Data records

'''

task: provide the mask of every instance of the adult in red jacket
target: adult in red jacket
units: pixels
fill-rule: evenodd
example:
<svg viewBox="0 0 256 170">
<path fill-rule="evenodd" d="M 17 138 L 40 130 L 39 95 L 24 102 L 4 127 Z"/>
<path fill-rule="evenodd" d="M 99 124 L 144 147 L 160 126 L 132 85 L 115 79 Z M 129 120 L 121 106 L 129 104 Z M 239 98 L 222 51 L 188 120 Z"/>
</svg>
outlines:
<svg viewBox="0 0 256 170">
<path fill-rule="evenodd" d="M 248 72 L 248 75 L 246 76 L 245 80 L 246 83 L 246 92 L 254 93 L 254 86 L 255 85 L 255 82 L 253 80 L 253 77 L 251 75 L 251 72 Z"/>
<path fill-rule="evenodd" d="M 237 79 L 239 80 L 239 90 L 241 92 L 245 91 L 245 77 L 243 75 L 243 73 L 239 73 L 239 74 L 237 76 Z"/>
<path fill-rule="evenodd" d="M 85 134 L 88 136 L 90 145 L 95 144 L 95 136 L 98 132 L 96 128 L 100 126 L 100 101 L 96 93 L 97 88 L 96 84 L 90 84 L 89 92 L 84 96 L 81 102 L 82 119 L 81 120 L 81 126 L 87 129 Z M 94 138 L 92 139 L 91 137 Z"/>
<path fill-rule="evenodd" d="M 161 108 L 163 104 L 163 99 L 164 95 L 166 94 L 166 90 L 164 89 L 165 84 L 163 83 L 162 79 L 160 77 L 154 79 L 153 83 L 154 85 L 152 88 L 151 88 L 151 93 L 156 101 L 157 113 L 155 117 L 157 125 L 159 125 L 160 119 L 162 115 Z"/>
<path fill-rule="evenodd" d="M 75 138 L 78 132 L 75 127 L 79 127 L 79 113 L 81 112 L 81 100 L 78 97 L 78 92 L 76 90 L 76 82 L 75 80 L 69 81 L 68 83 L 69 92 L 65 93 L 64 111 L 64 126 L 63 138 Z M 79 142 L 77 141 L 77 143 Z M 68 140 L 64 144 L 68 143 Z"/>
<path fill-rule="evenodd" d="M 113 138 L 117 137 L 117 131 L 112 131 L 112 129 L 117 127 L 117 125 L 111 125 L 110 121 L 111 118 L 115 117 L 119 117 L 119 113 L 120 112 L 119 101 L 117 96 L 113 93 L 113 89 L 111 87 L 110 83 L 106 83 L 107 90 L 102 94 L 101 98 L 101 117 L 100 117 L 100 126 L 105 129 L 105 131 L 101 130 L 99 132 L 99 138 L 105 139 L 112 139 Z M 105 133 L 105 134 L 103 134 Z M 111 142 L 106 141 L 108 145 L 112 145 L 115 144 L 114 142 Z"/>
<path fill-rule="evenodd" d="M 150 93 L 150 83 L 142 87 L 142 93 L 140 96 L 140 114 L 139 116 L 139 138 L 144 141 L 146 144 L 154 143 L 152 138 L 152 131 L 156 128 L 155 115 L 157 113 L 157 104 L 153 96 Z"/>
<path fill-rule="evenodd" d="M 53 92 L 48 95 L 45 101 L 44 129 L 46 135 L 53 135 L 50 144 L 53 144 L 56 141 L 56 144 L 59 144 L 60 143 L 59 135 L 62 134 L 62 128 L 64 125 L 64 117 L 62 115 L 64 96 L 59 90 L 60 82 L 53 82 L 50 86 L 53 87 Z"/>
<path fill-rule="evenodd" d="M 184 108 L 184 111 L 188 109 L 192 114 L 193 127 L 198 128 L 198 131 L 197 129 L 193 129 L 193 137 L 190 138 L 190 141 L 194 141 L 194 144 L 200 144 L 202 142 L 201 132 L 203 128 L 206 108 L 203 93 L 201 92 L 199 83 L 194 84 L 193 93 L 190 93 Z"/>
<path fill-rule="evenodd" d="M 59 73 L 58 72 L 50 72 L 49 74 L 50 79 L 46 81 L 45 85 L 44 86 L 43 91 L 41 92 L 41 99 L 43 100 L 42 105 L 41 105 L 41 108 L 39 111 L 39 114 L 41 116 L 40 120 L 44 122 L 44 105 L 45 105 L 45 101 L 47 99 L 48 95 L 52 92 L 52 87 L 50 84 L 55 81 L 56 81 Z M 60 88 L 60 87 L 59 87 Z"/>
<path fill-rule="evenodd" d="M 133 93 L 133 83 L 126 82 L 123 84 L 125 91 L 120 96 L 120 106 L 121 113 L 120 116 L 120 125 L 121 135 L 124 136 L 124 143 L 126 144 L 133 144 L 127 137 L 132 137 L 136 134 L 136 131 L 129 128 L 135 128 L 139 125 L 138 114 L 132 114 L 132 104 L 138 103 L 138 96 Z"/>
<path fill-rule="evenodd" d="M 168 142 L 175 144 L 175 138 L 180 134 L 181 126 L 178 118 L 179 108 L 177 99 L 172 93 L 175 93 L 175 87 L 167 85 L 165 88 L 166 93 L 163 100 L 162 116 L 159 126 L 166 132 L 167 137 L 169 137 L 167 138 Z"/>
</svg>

'''

_TASK DIRECTIONS_: Rewrite all of the entries above, replacing "adult in red jacket" with "person in red jacket" and leaving everything else the same.

_WRITTEN RESPONSE_:
task: provide the mask of every instance of the person in red jacket
target: person in red jacket
units: pixels
fill-rule: evenodd
example:
<svg viewBox="0 0 256 170">
<path fill-rule="evenodd" d="M 17 138 L 40 130 L 39 95 L 24 102 L 4 127 Z"/>
<path fill-rule="evenodd" d="M 99 124 L 144 147 L 160 126 L 132 85 L 115 79 Z M 129 120 L 121 106 L 129 104 Z M 239 98 L 222 51 L 188 120 Z"/>
</svg>
outlines:
<svg viewBox="0 0 256 170">
<path fill-rule="evenodd" d="M 248 72 L 248 75 L 246 76 L 245 80 L 246 83 L 246 92 L 254 93 L 254 86 L 255 85 L 255 82 L 253 80 L 253 77 L 251 75 L 251 72 Z"/>
<path fill-rule="evenodd" d="M 237 79 L 239 80 L 239 90 L 241 92 L 245 91 L 245 77 L 243 75 L 243 73 L 239 73 L 239 74 L 237 76 Z"/>
<path fill-rule="evenodd" d="M 85 134 L 88 136 L 90 145 L 95 144 L 95 136 L 98 132 L 96 128 L 100 126 L 100 101 L 96 93 L 97 88 L 96 84 L 90 84 L 89 92 L 84 96 L 81 102 L 82 119 L 81 120 L 81 126 L 87 129 Z M 94 138 L 92 139 L 91 137 Z"/>
<path fill-rule="evenodd" d="M 161 108 L 163 104 L 163 99 L 164 95 L 166 94 L 166 90 L 164 89 L 165 84 L 163 83 L 162 79 L 160 77 L 154 79 L 153 83 L 154 85 L 152 88 L 151 88 L 151 93 L 156 101 L 157 113 L 155 117 L 157 125 L 159 125 L 160 119 L 162 115 Z"/>
<path fill-rule="evenodd" d="M 75 138 L 78 132 L 75 127 L 79 127 L 79 113 L 81 112 L 81 100 L 78 97 L 78 92 L 76 90 L 76 82 L 75 80 L 69 81 L 68 83 L 69 92 L 65 93 L 64 111 L 64 126 L 63 138 Z M 79 142 L 77 141 L 77 143 Z M 68 140 L 64 144 L 68 143 Z"/>
<path fill-rule="evenodd" d="M 113 138 L 117 137 L 117 131 L 112 131 L 112 129 L 117 127 L 117 125 L 111 125 L 110 121 L 111 118 L 115 117 L 119 117 L 119 113 L 120 112 L 119 101 L 117 96 L 113 93 L 113 89 L 111 87 L 110 83 L 106 83 L 107 90 L 102 94 L 101 98 L 101 117 L 100 117 L 100 126 L 105 129 L 105 131 L 101 130 L 99 132 L 99 138 L 105 139 L 112 139 Z M 105 133 L 105 134 L 103 134 Z M 111 142 L 106 141 L 108 145 L 112 145 L 115 144 L 114 142 Z"/>
<path fill-rule="evenodd" d="M 150 93 L 150 83 L 142 87 L 142 93 L 140 96 L 140 114 L 139 116 L 139 138 L 144 141 L 146 144 L 154 143 L 152 138 L 152 131 L 156 128 L 155 115 L 157 113 L 157 104 L 153 96 Z"/>
<path fill-rule="evenodd" d="M 53 92 L 48 95 L 45 101 L 44 129 L 46 135 L 53 135 L 50 144 L 53 144 L 56 141 L 56 144 L 59 144 L 60 143 L 59 135 L 62 134 L 62 128 L 64 125 L 64 117 L 62 115 L 64 96 L 59 90 L 60 82 L 53 82 L 50 86 L 53 87 Z"/>
<path fill-rule="evenodd" d="M 184 108 L 184 111 L 188 109 L 192 114 L 193 127 L 198 128 L 198 131 L 197 129 L 193 129 L 193 137 L 190 138 L 190 141 L 194 141 L 194 144 L 200 144 L 202 142 L 201 132 L 203 128 L 206 108 L 203 93 L 201 92 L 199 83 L 194 84 L 193 93 L 190 93 Z"/>
<path fill-rule="evenodd" d="M 59 73 L 58 72 L 50 72 L 49 74 L 50 79 L 46 81 L 45 85 L 44 86 L 43 91 L 41 92 L 41 99 L 43 100 L 42 105 L 41 105 L 41 108 L 39 111 L 39 114 L 41 116 L 40 120 L 44 122 L 44 105 L 45 105 L 45 101 L 47 99 L 48 95 L 52 92 L 52 87 L 50 84 L 55 81 L 56 81 Z M 60 88 L 60 87 L 59 87 Z"/>
<path fill-rule="evenodd" d="M 133 93 L 133 83 L 126 82 L 123 84 L 125 91 L 120 96 L 120 106 L 121 113 L 120 116 L 120 125 L 121 135 L 124 136 L 124 143 L 126 144 L 133 144 L 127 137 L 132 137 L 136 134 L 136 131 L 129 128 L 135 128 L 139 125 L 138 114 L 132 114 L 132 104 L 138 103 L 138 96 Z"/>
<path fill-rule="evenodd" d="M 168 142 L 175 144 L 175 138 L 180 134 L 181 126 L 178 118 L 179 108 L 177 99 L 172 93 L 175 93 L 175 87 L 167 85 L 165 88 L 166 93 L 163 100 L 162 116 L 159 126 L 166 132 L 167 137 L 169 137 L 167 138 Z"/>
</svg>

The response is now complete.